[Gespeicherte Dateneinträge]
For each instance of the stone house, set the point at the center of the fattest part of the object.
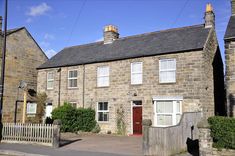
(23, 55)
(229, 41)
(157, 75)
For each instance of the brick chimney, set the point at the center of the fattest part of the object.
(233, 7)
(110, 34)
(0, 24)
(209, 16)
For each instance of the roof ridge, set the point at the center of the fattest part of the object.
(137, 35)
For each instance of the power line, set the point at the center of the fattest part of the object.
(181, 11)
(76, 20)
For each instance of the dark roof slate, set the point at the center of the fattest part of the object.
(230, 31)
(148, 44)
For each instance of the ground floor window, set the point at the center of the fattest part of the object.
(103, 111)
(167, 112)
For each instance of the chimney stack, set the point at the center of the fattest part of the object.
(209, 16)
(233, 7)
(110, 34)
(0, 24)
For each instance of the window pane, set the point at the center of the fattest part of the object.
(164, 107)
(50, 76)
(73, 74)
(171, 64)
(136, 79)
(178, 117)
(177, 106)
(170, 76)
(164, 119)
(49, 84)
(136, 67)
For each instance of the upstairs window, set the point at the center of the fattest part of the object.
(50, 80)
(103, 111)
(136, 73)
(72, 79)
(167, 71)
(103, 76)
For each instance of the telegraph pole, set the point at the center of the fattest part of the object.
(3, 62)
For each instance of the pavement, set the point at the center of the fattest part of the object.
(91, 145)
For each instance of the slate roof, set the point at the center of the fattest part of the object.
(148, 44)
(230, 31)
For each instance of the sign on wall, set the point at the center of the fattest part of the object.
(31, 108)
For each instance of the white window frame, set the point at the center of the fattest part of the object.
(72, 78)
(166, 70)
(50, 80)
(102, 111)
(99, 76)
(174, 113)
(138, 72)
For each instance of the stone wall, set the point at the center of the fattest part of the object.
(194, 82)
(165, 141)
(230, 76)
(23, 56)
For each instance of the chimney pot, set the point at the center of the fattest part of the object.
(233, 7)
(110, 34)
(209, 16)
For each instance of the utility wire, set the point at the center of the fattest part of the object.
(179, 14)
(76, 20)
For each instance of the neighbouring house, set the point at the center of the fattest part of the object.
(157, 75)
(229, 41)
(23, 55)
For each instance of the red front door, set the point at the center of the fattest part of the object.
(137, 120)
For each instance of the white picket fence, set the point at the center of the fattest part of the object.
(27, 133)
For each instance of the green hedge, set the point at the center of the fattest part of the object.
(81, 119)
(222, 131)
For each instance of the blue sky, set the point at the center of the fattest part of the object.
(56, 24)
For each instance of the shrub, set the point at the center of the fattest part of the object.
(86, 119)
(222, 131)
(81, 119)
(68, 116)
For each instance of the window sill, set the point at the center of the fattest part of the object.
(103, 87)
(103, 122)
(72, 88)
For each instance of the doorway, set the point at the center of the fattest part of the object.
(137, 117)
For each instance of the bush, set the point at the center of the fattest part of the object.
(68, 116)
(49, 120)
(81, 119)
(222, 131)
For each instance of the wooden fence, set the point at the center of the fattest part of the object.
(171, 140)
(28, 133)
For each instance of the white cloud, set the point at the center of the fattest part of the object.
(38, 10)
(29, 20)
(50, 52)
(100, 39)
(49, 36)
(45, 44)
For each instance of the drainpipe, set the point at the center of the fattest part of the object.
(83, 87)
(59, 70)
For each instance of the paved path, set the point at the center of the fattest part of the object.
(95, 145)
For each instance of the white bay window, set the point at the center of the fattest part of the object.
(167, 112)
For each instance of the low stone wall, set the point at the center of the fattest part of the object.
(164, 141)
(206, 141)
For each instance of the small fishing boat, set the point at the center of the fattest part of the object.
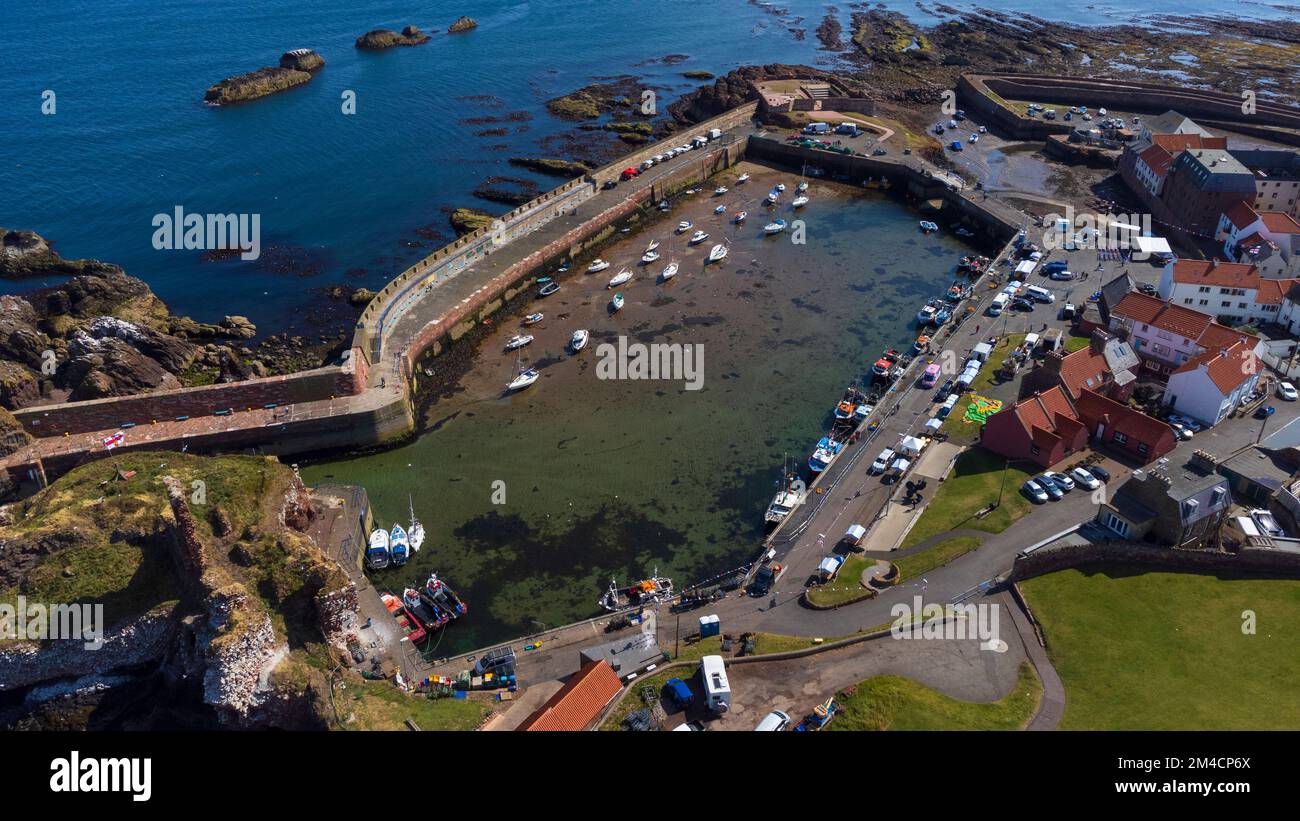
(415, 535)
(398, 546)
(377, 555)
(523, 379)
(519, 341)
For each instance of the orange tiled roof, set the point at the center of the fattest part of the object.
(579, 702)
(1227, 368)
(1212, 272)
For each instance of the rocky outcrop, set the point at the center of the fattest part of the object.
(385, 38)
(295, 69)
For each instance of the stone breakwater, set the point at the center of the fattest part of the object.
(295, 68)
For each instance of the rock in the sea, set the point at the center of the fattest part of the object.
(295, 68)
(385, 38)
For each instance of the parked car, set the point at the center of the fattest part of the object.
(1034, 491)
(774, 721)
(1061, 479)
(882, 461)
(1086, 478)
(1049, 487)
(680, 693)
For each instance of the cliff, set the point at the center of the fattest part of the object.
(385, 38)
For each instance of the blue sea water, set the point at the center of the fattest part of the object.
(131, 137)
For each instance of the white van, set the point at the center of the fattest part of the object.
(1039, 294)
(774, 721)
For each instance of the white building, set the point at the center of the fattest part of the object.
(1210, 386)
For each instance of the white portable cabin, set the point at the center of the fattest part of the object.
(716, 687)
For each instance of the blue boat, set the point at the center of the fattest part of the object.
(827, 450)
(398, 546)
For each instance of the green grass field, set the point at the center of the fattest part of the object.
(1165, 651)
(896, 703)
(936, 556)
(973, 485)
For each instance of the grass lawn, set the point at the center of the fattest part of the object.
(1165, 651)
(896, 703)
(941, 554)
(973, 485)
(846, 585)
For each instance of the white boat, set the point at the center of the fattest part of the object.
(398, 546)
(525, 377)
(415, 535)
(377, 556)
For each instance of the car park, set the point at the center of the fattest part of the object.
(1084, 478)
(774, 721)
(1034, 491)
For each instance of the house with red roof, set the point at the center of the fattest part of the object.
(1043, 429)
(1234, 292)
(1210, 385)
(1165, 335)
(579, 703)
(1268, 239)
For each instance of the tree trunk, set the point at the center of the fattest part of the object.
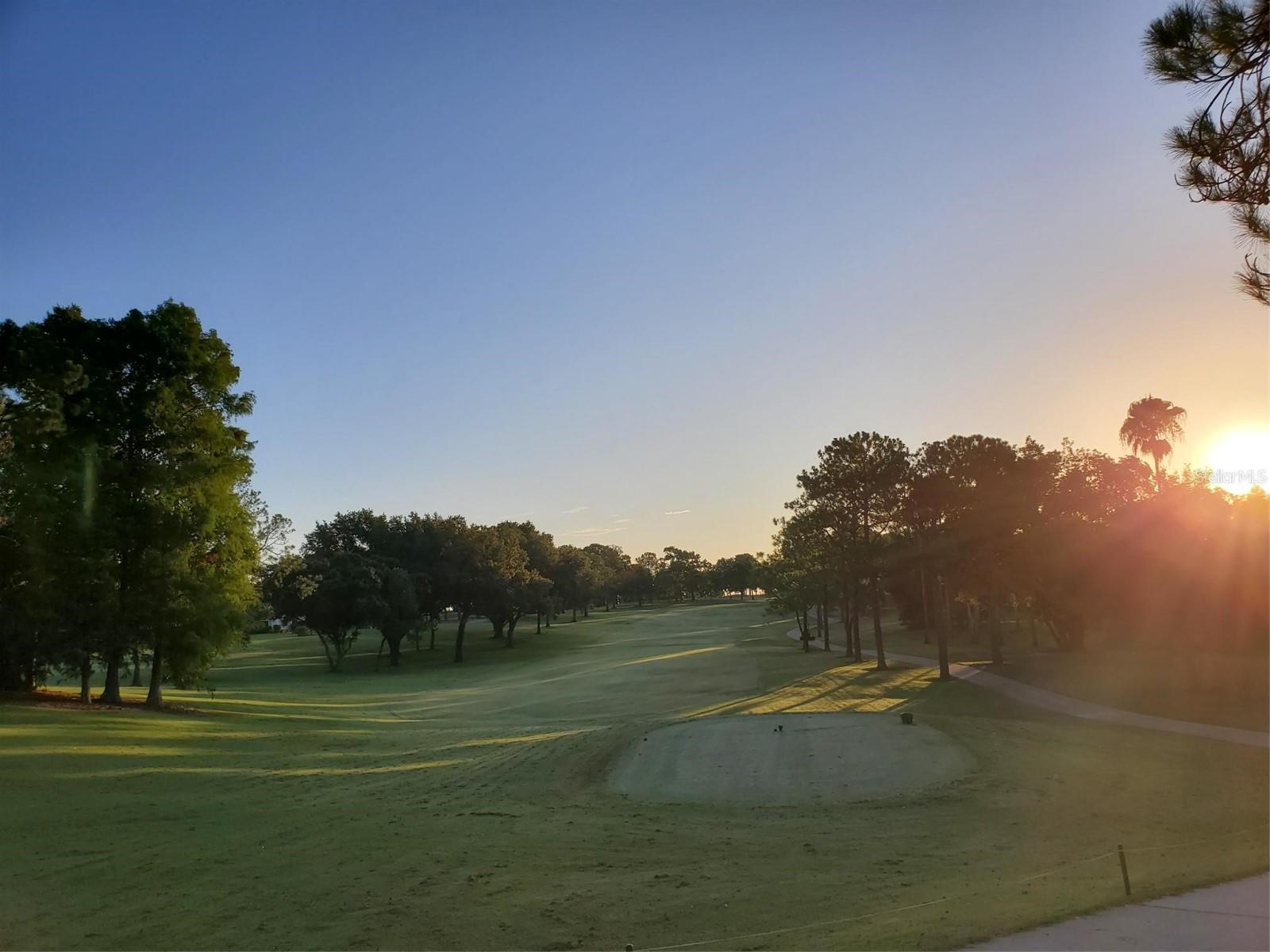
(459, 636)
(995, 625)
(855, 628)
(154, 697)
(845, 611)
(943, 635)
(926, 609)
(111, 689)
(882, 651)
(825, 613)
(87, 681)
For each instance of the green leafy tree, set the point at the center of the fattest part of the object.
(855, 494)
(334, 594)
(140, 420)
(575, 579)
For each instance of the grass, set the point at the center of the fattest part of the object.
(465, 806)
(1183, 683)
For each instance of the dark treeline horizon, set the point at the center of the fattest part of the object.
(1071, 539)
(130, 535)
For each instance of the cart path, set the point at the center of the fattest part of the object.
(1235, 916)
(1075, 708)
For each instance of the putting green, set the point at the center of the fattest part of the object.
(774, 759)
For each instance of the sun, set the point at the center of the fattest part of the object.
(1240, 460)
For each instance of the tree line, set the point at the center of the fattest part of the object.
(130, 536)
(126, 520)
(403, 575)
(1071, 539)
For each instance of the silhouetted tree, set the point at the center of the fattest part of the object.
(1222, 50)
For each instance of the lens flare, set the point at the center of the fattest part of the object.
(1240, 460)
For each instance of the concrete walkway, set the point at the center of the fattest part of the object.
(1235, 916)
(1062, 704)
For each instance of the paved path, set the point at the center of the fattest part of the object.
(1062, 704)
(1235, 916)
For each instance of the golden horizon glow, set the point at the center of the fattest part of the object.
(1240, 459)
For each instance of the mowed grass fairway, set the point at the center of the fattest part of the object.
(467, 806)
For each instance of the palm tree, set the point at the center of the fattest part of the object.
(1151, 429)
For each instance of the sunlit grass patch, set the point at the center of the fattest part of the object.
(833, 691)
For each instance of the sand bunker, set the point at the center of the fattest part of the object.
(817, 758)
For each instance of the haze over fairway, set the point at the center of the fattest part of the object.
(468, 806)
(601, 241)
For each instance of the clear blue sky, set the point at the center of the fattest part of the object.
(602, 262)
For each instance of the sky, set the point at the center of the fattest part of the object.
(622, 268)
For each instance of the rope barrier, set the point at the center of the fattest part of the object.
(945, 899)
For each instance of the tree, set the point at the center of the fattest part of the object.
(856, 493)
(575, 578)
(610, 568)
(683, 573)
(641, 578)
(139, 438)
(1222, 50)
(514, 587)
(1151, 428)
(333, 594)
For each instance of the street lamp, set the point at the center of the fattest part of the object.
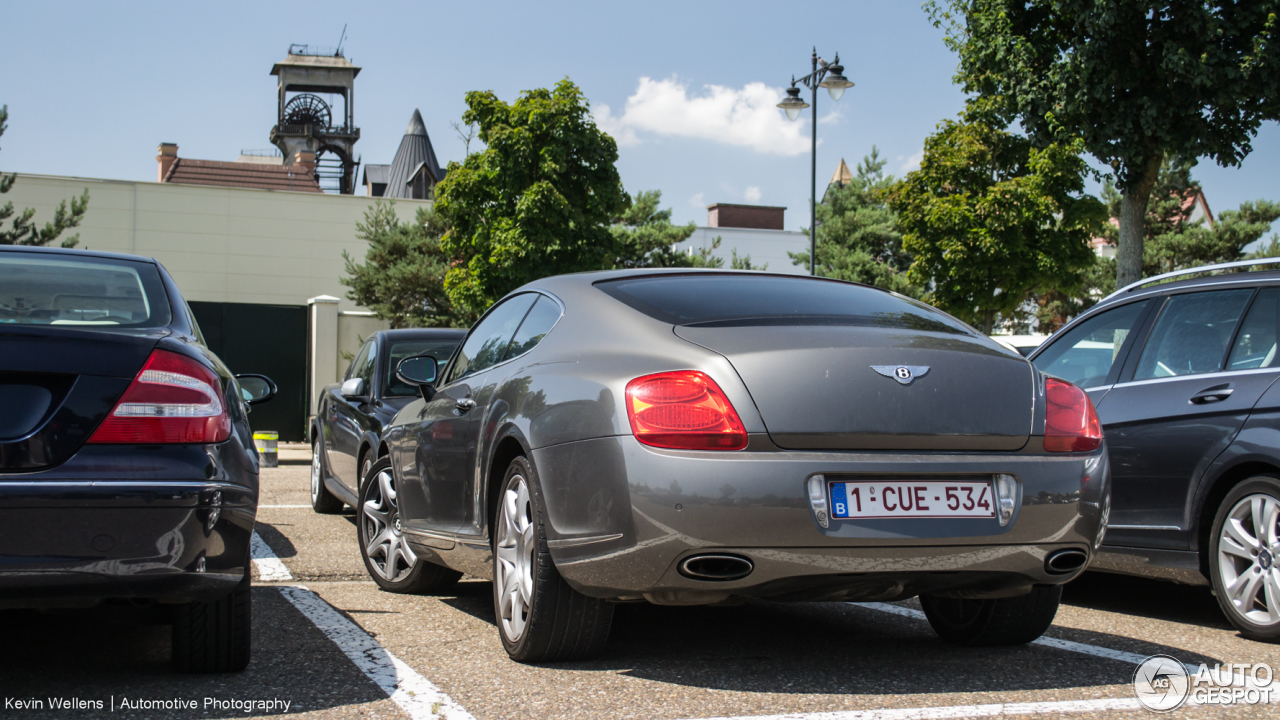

* [DEINE AUFGABE]
Gib die gesamte Auflistung erneut wieder und ersetze dabei überall "fattest part" durch "widest part", ohne sonst etwas zu ändern. Die Bilder lässt du in deiner Antwort weg.

* [ERGEBNIS]
For each instance of the stone house, set the point at the center of the widest part of the object.
(23, 55)
(229, 41)
(157, 75)
For each instance of the brick chimney, set the point at the center of the widest part of the object.
(233, 7)
(110, 34)
(0, 24)
(209, 16)
For each instance of the roof ridge, set the point at the center of the widest part of the object.
(137, 35)
For each instance of the power line, set the point at the center of the widest part of the object.
(181, 11)
(76, 20)
For each instance of the dark roof slate, set the point at the center of the widest part of the object.
(230, 31)
(148, 44)
For each instance of the ground floor window, set the point at the center of the widest part of the object.
(103, 111)
(167, 112)
For each instance of the chimney stack, set the point at the center of the widest part of the object.
(209, 16)
(233, 7)
(110, 34)
(0, 24)
For each instance of the window pane, set the point at the center of the widest part of the object.
(164, 107)
(50, 76)
(73, 74)
(171, 64)
(136, 79)
(178, 117)
(177, 106)
(170, 76)
(164, 119)
(49, 84)
(136, 67)
For each instance of the upstairs window, set the point at the center of the widest part of the object.
(50, 80)
(103, 111)
(136, 73)
(72, 79)
(167, 71)
(103, 76)
For each instance of the telegraph pole, set the point at the center of the widest part of the object.
(3, 62)
For each instance of the pavement, set the point at the center of the widest part of the object.
(91, 145)
For each instance of the slate roof, set the point at the center of the widest part of the object.
(148, 44)
(230, 31)
For each instance of the sign on wall, set the point at the center of the widest part of the object.
(31, 108)
For each instance of the white window frame, set the point at the center of the widest part of the object.
(72, 78)
(166, 70)
(50, 80)
(102, 111)
(99, 76)
(174, 113)
(138, 72)
For each instance of the stone wall, set the point at the center of the widest part of the object.
(194, 82)
(165, 141)
(230, 76)
(23, 56)
For each instance of the chimney pot, set the point at the center of the widest part of the object.
(233, 7)
(110, 34)
(209, 16)
For each instance of the utility wire, set the point at the center of the widest part of the object.
(179, 14)
(76, 20)
For each instance of the neighbouring house, set the point at the center of the widest part of the object.
(157, 75)
(229, 41)
(23, 55)
For each instance of the red front door, set the point at the center of the widest part of the object.
(137, 120)
For each instance of the white picket fence, set the point at the center of the widest part of the object.
(27, 133)
For each instance of the green hedge, set the point at the center of the widest part of the object.
(81, 119)
(222, 131)
For each instance of the blue sky, set the point at the center of the widest part of the object.
(56, 24)
For each instance of the shrub, set the point at the center of the widest part of the object.
(86, 119)
(222, 131)
(81, 119)
(68, 116)
For each instance of the window sill, set the point at the center of the widest part of the object.
(103, 87)
(103, 122)
(72, 88)
For each instance of the doorway, set the point at the center of the widest part of the object.
(137, 117)
For each instance of the bush, set the point at the center of the widest part of the object.
(68, 116)
(49, 120)
(81, 119)
(222, 131)
For each instance of the wooden fence, set the point at the center of the widest part of the object.
(171, 140)
(28, 133)
For each instance of the white cloud, set the point at the center of the widest part of the object.
(38, 10)
(29, 20)
(50, 52)
(100, 39)
(49, 36)
(45, 44)
For each instance of the drainpipe, set the point at the center of the widest part of the object.
(83, 87)
(59, 70)
For each instance of the paved path, set the point at the center of the widest part of the object.
(95, 145)
For each instance of the white bay window, set the point at the center of the widest part of the object.
(167, 112)
For each instance of the low stone wall, set the point at the center of the widest part of the object.
(164, 141)
(206, 141)
For each instance of the small fishing boat, set the point at the center of the widest part of the object.
(415, 535)
(398, 546)
(377, 555)
(523, 379)
(519, 341)
For each instance of the orange tiled roof, set the point at the center of the widest part of the object.
(579, 702)
(1227, 368)
(1212, 272)
For each instance of the rocky outcrop, set the point at the center of the widest part of the object.
(385, 38)
(295, 69)
For each instance of the stone breakwater, set the point at the center of the widest part of the object.
(295, 68)
For each instance of the rock in the sea, set the point at the center of the widest part of the object.
(295, 68)
(385, 38)
For each instance of the parked car, set the point at the center of the widest part of the object.
(1034, 491)
(774, 721)
(1061, 479)
(882, 461)
(1086, 478)
(1049, 487)
(680, 693)
For each instance of the cliff, set the point at the center of the widest part of the object.
(385, 38)
For each instance of the blue sea water, set the point at the center of the widest part of the object.
(131, 137)
For each instance of the white van, set the point at the center of the widest part of the object.
(1039, 294)
(774, 721)
For each instance of the white building, set the point at the center of the widest part of the object.
(1210, 386)
For each instance of the white portable cabin, set the point at the center of the widest part of the object.
(716, 687)
For each instance of the blue boat, set the point at the center of the widest part of the object.
(827, 450)
(398, 546)
For each instance of the green grass field, set the point at the center of the widest part of the object.
(1165, 651)
(896, 703)
(936, 556)
(973, 485)
For each instance of the grass lawn, set the point at the center of the widest part of the object.
(1165, 651)
(896, 703)
(941, 554)
(973, 485)
(846, 585)
For each instance of the white boat, set the point at the center of the widest part of the object.
(398, 546)
(525, 377)
(415, 535)
(377, 556)
For each instance of the car park, set the point at the center of the widest part of the object.
(1084, 478)
(774, 721)
(1034, 491)
For each instance of the house with red roof, set the point at the center of the widest part of the object.
(1043, 429)
(1234, 292)
(1210, 385)
(1165, 335)
(579, 703)
(1268, 239)
For each instance of the tree trunk, set the point at the center of the widest part of the object.
(459, 636)
(995, 625)
(855, 628)
(154, 697)
(845, 611)
(943, 635)
(926, 609)
(111, 689)
(882, 651)
(825, 613)
(87, 681)
For each instance of the green leafy tree, set the point at the center of the widest part of the object.
(855, 494)
(334, 594)
(140, 420)
(575, 579)
For each instance of the grass, set the point at the center of the widest part of the object.
(465, 806)
(1183, 683)
For each instance of the dark treeline horizon, set the point at the center of the widest part of the object.
(1071, 539)
(130, 535)
For each instance of the cart path, set the point at the center of the widest part of the object.
(1235, 916)
(1075, 708)
For each instance of the putting green, set the point at the center of the widest part of the object.
(774, 759)
For each instance of the sun, set the point at the center of the widest part of the object.
(1240, 460)
For each instance of the tree line, set the point at the center of the widest part of the object.
(130, 536)
(126, 520)
(403, 575)
(1071, 539)
For each instance of the silhouetted tree, set the point at the center of the widest part of the object.
(1222, 50)
For each instance of the lens flare, set the point at the center of the widest part of the object.
(1240, 460)
For each instance of the concrete walkway, set the point at the center of the widest part of the object.
(1235, 916)
(1062, 704)
For each instance of the paved path, set the point at the center of the widest part of the object.
(1062, 704)
(1235, 916)
For each instance of the golden horizon glow, set the point at the center of the widest part of the object.
(1240, 459)
For each instance of the mowed grass fairway, set the point at the center of the widest part of the object.
(467, 806)
For each instance of the palm tree, set the point at the center of the widest part of the object.
(1151, 429)
For each instance of the sunlit grass patch, set the point at the center of the widest part of the object.
(833, 691)
For each instance of the sand bunker, set the point at the center of the widest part of the object.
(817, 758)
For each instance of the haze over fairway, set the point at the center of the widest part of the object.
(468, 806)
(601, 241)
For each instance of the clear blue sky, set the point at the center of the widest part of the object.
(602, 262)
For each instance of the sky, set the point at the center of the widest part of the object.
(622, 268)
For each instance of the rope barrier, set the point at the center of the widest part of the object.
(945, 899)
For each instance of the tree, set the point at the center of the widest part of the object.
(856, 493)
(575, 578)
(610, 568)
(683, 573)
(641, 578)
(139, 438)
(1222, 50)
(514, 587)
(1151, 428)
(333, 594)
For each instance of the street lamp, set the point at the center of the widest part of the object.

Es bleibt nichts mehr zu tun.